*** Data under study Section Begins ***
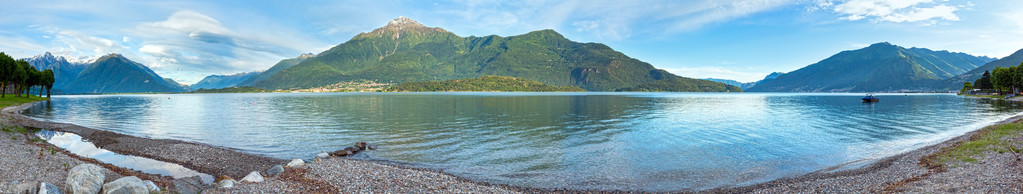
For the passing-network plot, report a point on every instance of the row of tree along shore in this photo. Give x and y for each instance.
(21, 77)
(999, 81)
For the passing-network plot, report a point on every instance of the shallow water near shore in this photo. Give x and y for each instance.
(605, 141)
(74, 144)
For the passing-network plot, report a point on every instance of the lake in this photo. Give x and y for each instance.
(624, 141)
*** Data under study Section Ends ***
◆ What is expected
Pictures are to be left out; please print the rest of the records above word for word.

◆ Written solution
For the passing-network plot, report a point on every instance of the row of tree along shore in this photo. Give x and y for each instance.
(21, 77)
(999, 81)
For the passing-network plot, report a point on every instance of the shallow water near shore in this photo. Give x and y for each instance.
(605, 141)
(74, 144)
For the passing-network plot, report a point on every instance of the lake in this photo. Give x and y for each instance.
(624, 141)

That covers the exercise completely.